*** INFORMATION SHOWN Section Begins ***
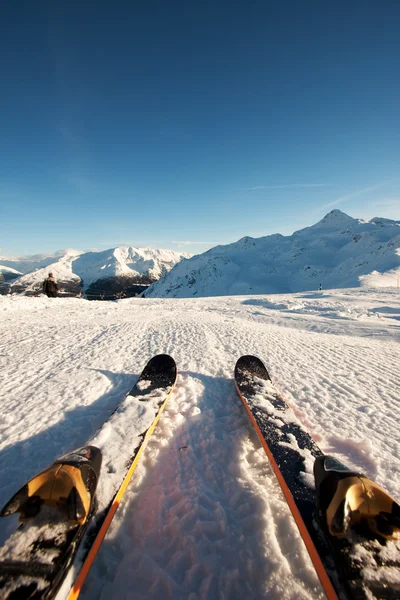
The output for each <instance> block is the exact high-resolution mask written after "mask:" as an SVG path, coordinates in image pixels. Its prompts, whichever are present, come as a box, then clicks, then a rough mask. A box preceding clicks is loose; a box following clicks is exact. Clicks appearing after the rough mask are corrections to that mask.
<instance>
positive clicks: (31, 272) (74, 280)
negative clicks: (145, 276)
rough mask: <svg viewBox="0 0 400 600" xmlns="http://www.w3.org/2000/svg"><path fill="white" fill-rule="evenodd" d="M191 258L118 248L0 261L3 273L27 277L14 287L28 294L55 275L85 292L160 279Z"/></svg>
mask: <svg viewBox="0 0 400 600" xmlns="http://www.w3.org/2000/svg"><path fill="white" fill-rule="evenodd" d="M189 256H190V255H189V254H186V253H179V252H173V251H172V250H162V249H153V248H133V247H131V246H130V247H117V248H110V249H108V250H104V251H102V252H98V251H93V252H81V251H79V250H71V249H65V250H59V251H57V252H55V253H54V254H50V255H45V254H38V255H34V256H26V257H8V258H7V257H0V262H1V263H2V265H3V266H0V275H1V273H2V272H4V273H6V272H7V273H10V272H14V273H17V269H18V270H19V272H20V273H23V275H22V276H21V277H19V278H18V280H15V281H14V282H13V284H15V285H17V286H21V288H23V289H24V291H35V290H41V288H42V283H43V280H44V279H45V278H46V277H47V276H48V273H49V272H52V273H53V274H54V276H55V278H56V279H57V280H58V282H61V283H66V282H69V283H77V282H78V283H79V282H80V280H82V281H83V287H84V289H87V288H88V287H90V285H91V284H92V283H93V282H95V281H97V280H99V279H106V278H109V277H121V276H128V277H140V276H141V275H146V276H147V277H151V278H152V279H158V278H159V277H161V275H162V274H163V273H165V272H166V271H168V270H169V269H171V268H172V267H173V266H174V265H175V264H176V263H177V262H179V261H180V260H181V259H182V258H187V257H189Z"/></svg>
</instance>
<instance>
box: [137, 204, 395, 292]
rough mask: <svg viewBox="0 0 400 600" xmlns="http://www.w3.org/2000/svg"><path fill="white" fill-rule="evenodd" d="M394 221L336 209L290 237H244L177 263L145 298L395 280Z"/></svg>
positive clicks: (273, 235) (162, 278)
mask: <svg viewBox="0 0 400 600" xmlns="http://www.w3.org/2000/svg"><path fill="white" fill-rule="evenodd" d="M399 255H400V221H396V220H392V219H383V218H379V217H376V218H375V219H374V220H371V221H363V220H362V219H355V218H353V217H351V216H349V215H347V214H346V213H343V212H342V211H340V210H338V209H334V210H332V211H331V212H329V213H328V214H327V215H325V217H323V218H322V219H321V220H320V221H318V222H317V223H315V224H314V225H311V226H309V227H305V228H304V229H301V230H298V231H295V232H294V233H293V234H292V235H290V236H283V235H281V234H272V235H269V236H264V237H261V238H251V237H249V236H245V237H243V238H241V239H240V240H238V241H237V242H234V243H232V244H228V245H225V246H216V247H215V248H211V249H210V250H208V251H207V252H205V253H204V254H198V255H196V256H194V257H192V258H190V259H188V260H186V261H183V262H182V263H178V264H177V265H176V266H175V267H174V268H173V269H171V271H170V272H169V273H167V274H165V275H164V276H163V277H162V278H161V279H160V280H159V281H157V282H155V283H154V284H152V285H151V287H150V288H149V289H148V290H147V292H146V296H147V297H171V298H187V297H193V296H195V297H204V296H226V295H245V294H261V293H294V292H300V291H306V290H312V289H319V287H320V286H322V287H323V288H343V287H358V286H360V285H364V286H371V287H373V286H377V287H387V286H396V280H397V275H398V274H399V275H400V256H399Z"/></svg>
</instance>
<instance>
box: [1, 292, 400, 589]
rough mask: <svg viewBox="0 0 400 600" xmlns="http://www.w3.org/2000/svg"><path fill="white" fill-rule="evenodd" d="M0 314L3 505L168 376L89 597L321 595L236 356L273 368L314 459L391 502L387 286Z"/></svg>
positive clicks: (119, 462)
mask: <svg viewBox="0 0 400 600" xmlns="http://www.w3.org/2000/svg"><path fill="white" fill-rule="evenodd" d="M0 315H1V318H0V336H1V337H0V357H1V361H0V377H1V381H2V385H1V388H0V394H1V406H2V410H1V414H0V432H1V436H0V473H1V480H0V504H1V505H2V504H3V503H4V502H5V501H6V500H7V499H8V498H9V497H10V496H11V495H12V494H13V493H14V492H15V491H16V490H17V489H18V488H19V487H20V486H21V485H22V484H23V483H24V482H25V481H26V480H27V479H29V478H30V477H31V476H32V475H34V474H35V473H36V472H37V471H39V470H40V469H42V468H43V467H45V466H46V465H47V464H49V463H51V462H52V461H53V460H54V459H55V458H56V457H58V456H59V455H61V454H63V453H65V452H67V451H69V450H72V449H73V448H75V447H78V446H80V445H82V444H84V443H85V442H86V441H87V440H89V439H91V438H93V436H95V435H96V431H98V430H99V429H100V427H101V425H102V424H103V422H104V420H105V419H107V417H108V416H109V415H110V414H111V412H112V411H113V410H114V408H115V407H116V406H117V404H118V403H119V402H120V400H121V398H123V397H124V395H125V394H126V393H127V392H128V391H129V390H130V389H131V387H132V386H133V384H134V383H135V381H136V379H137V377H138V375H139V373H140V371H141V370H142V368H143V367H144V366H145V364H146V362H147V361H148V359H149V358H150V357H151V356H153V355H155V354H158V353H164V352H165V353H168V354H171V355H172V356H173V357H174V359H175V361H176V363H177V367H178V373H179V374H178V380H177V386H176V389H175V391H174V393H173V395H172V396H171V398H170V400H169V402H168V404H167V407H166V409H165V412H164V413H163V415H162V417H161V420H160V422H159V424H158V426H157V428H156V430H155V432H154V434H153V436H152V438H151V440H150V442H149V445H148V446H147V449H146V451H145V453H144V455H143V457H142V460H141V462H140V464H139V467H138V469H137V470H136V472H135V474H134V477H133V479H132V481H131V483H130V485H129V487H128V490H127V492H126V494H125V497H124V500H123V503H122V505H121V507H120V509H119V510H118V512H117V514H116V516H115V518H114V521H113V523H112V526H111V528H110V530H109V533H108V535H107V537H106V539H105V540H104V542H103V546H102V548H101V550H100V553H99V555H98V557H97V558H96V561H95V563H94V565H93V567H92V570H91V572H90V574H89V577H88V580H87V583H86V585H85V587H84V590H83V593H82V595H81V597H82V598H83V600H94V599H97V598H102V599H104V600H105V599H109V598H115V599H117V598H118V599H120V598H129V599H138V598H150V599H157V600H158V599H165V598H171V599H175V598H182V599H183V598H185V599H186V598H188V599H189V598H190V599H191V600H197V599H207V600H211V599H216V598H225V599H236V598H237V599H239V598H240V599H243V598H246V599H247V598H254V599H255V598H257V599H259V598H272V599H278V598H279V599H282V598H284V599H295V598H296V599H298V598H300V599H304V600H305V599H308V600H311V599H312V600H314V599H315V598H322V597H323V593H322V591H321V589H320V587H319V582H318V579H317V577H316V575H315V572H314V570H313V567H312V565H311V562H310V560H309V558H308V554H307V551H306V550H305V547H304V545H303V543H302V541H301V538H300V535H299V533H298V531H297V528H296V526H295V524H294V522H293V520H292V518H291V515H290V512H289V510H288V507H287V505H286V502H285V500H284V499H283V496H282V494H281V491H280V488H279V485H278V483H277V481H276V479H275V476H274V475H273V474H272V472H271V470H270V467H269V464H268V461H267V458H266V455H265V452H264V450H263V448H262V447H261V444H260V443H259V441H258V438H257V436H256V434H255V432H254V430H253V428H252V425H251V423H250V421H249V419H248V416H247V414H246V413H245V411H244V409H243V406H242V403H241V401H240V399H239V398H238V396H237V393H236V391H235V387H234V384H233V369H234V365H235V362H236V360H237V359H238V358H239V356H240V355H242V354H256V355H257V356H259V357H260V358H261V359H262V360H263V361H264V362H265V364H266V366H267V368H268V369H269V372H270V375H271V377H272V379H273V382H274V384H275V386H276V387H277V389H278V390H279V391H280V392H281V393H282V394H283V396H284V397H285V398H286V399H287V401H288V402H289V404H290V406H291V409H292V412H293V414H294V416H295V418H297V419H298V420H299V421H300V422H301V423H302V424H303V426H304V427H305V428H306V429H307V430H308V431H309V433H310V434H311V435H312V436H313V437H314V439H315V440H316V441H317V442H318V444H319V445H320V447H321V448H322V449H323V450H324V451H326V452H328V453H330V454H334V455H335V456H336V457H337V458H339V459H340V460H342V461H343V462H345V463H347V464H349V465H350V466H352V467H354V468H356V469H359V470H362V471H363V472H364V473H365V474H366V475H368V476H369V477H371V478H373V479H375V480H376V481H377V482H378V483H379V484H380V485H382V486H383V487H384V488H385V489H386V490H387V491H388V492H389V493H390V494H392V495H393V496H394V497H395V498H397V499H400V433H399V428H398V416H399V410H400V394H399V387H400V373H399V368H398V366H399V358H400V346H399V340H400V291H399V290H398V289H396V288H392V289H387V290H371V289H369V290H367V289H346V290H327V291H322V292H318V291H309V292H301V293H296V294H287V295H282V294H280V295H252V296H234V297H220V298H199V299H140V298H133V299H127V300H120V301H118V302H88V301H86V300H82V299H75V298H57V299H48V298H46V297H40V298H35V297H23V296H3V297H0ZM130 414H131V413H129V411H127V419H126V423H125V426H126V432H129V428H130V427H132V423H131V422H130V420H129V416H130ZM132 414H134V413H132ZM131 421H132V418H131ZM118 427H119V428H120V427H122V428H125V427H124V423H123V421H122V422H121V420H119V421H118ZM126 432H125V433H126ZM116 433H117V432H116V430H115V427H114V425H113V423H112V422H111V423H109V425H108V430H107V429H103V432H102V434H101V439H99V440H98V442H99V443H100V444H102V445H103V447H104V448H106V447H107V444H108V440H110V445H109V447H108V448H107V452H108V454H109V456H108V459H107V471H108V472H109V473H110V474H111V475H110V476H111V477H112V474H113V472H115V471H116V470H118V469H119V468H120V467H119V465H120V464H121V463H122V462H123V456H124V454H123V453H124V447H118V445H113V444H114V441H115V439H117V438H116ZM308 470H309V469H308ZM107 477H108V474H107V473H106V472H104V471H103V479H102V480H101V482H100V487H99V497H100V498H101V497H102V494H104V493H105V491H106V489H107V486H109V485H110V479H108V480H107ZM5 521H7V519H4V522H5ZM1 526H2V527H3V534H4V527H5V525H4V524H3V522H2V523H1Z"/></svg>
*** INFORMATION SHOWN Section Ends ***
*** INFORMATION SHOWN Section Begins ***
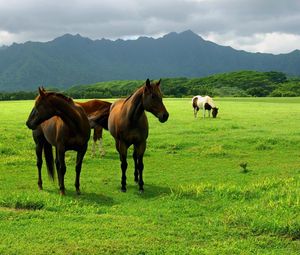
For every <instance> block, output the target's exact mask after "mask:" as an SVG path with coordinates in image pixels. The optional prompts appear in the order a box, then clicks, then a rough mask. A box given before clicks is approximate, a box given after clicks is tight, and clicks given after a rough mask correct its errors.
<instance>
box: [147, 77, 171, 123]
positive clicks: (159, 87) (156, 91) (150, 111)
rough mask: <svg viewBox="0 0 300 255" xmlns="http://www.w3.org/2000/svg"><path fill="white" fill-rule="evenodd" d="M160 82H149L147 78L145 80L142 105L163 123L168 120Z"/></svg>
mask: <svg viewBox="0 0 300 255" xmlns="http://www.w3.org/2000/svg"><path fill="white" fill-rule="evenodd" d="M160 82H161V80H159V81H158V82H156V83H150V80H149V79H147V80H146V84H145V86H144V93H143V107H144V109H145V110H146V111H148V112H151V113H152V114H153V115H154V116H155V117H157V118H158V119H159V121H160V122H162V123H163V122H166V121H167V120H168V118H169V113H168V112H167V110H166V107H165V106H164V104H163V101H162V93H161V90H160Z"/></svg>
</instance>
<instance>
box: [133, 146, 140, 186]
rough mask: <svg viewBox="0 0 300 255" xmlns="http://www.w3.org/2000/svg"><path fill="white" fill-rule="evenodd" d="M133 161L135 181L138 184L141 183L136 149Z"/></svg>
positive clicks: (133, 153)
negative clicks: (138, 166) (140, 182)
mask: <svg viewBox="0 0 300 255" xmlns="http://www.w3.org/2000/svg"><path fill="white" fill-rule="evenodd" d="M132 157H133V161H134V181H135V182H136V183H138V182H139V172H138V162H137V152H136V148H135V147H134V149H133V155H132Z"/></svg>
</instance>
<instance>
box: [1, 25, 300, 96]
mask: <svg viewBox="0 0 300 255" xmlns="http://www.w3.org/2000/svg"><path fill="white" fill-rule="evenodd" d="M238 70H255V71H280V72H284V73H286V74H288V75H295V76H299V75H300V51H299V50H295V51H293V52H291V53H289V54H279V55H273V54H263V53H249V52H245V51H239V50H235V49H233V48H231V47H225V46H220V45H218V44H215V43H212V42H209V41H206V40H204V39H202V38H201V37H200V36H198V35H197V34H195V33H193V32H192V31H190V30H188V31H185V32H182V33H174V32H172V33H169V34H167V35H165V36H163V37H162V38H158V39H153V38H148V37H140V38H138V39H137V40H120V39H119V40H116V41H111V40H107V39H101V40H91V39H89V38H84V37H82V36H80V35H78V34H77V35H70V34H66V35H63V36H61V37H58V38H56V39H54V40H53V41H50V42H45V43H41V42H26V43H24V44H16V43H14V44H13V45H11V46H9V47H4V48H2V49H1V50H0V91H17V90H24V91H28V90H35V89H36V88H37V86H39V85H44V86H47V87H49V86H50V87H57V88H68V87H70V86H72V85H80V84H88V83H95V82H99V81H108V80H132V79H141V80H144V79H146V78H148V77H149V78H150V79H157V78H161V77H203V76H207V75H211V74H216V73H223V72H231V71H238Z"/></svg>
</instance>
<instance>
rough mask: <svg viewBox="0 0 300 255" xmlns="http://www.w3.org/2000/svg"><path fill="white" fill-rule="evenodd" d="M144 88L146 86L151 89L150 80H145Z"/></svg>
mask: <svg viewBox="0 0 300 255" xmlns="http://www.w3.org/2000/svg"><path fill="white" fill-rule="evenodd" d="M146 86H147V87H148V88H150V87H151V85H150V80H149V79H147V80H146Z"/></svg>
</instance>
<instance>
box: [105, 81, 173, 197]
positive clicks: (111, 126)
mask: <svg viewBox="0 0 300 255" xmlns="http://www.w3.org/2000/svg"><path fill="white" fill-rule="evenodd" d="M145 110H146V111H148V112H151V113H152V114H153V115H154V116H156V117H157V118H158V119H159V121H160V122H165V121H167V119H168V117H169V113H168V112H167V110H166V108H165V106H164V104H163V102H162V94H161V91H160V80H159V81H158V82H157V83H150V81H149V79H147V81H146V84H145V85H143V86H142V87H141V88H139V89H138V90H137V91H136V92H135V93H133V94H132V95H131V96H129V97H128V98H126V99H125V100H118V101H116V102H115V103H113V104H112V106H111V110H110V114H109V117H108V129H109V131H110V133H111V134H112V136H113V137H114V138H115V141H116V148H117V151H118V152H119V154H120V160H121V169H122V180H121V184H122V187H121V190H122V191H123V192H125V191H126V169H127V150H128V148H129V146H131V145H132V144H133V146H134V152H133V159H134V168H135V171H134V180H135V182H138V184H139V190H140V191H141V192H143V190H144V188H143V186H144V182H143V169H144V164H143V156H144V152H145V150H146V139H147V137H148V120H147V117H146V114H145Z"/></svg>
*** INFORMATION SHOWN Section Ends ***
From the records above, extract exactly and only the lines that begin at the line with "positive clicks: (31, 272) (74, 280)" and stop after the line with "221L336 209L290 237H244L177".

- REPLY -
positive clicks: (31, 272) (74, 280)
negative clicks: (145, 276)
rough mask: <svg viewBox="0 0 400 600" xmlns="http://www.w3.org/2000/svg"><path fill="white" fill-rule="evenodd" d="M191 258L118 248L0 261L3 273L27 277L14 287L28 294L55 275L85 292L160 279Z"/></svg>
mask: <svg viewBox="0 0 400 600" xmlns="http://www.w3.org/2000/svg"><path fill="white" fill-rule="evenodd" d="M189 256H190V255H189V254H186V253H179V252H173V251H172V250H162V249H153V248H133V247H131V246H130V247H117V248H110V249H108V250H104V251H102V252H98V251H93V252H81V251H79V250H71V249H65V250H59V251H57V252H55V253H54V254H50V255H45V254H38V255H34V256H26V257H8V258H7V257H0V262H1V263H2V265H3V266H0V275H1V273H2V272H4V273H6V272H7V273H10V272H14V273H17V269H18V270H19V272H20V273H23V275H22V276H21V277H19V278H18V280H15V281H14V282H13V284H15V285H17V286H21V288H23V289H24V291H35V290H41V288H42V283H43V280H44V279H45V278H46V277H47V276H48V273H49V272H52V273H53V274H54V276H55V278H56V279H57V280H58V282H61V283H66V282H69V283H77V282H78V283H79V282H80V280H82V281H83V287H84V289H87V288H88V287H90V285H91V284H92V283H93V282H95V281H97V280H99V279H106V278H109V277H121V276H128V277H140V276H141V275H146V276H147V277H151V278H152V279H158V278H159V277H161V275H162V274H163V273H165V272H166V271H168V270H169V269H171V268H172V267H173V266H174V265H175V264H176V263H177V262H179V261H180V260H181V259H182V258H187V257H189Z"/></svg>
</instance>
<instance>
box: [137, 204, 395, 292]
rough mask: <svg viewBox="0 0 400 600" xmlns="http://www.w3.org/2000/svg"><path fill="white" fill-rule="evenodd" d="M394 221L336 209L290 237H244L177 263L145 298L395 280Z"/></svg>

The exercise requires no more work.